Europium Nanoparticle-Based Lateral Flow Strip Biosensors for the Detection of Quinoxaline Antibiotics and Their Main Metabolites in Fish Feeds and Tissues

Abstract

Olaquindox (OLA) and quinocetone (QCT) have been prohibited in aquatic products due to their significant toxicity and side effects. In this study, rapid and visual europium nanoparticle (EuNP)-based lateral flow strip biosensors (LFSBs) were developed for the simultaneous quantitative detection of OLA, QCT, and 3-methyl-quinoxaline-2-carboxylic acid (MQCA) in fish feed and tissue. The EuNP-LFSBs enabled sensitive detection for OLA, QCT, and MQCA with a limit of detection of 0.067, 0.017, and 0.099 ng/mL (R² ≥ 0.9776) within 10 min. The average recovery of the EuNP-LFSBs was 95.13%, and relative standard deviations were below 9.38%. The method was verified by high-performance liquid chromatography (HPLC), and the test results were consistent. Therefore, the proposed LFSBs serve as a powerful tool to monitor quinoxalines in fish feeds and their residues in fish tissues.

Keywords: fluorescent nanomaterials; lateral flow strip biosensors; multiple detection; quinoxaline antibiotics.

Figure 1

Detection principle of EuNP-LFSBs. (a(i)) Preparation of three EuNP-mAb probes. The EuNP-mAb probes were obtained by the activated ester method. (a(ii)) Scanning electron microscope images of EuNP-mAbs. (b) Composition of the EuNP-LFSB system. The fabrication of EuNP-LFSBs includes five parts: a sample pad, conjugate pad, NC membrane, absorption pad, and backing card. (c) The EuNP-LFSB detection schematic. The negative results for OLA, QCT, and MQCA were indicated by the appearance of test line 1 (T1), test line 2 (T2), and test line 3 (T3), respectively, and the control line (C) on the LFSBs. On the contrary, the positive result is indicated by the absence of test lines. (d) Visual identification and quantitative analysis of EuNP-LFSBs. The results were observed by naked eyes under UV light and the fluorescence intensity on the EuNP-LFSBs was read and stored by a fluorescent strip reader.

Figure 2

Optimization of the EuNP-LFSB system. (a) FTIR results for OLA. (b) FTIR results for QCT. (c) FTIR results for MQCA. (d) Influence of various OLA-OVA and EuNP-OLA-mAb concentrations on the T/C value. (e) Influence of various QCT-OVA and EuNP-QCT-mAb concentrations on the T/C value. (f) Influence of various MQCA-BSA and EuNP-MQCA-mAb concentrations on the T/C value. (g) Schematic diagram of three types of mixed probe preparation. (h) Effect of different EuNP-mAb probes mixed ratio on the fluorescence intensity. (i) Position result of the three encapsulated antigens on EuNP-LFSBs. (j) Effect of reaction time on EuNP-LFSBs.

Given information:
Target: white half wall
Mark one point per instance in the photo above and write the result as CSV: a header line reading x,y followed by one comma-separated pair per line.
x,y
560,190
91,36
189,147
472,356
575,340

Instructions:
1: Answer these questions about the strip biosensor text:
(a) Within how many minutes did the EuNP-LFSBs detect OLA, QCT, and MQCA?
(b) How many parts make up the fabrication of EuNP-LFSBs?
(c) What does panel (j) of Figure 2 show?
2: From the strip biosensor text, extract the passage word for word, starting at "Optimization of the" and ending at "time on EuNP-LFSBs.".
The rows are separate material, unconnected to the strip biosensor text.

Solutions below:
1:
(a) Within 10 min.
(b) Five.
(c) The effect of reaction time on EuNP-LFSBs.

2:
Optimization of the EuNP-LFSB system. (a) FTIR results for OLA. (b) FTIR results for QCT. (c) FTIR results for MQCA. (d) Influence of various OLA-OVA and EuNP-OLA-mAb concentrations on the T/C value. (e) Influence of various QCT-OVA and EuNP-QCT-mAb concentrations on the T/C value. (f) Influence of various MQCA-BSA and EuNP-MQCA-mAb concentrations on the T/C value. (g) Schematic diagram of three types of mixed probe preparation. (h) Effect of different EuNP-mAb probes mixed ratio on the fluorescence intensity. (i) Position result of the three encapsulated antigens on EuNP-LFSBs. (j) Effect of reaction time on EuNP-LFSBs.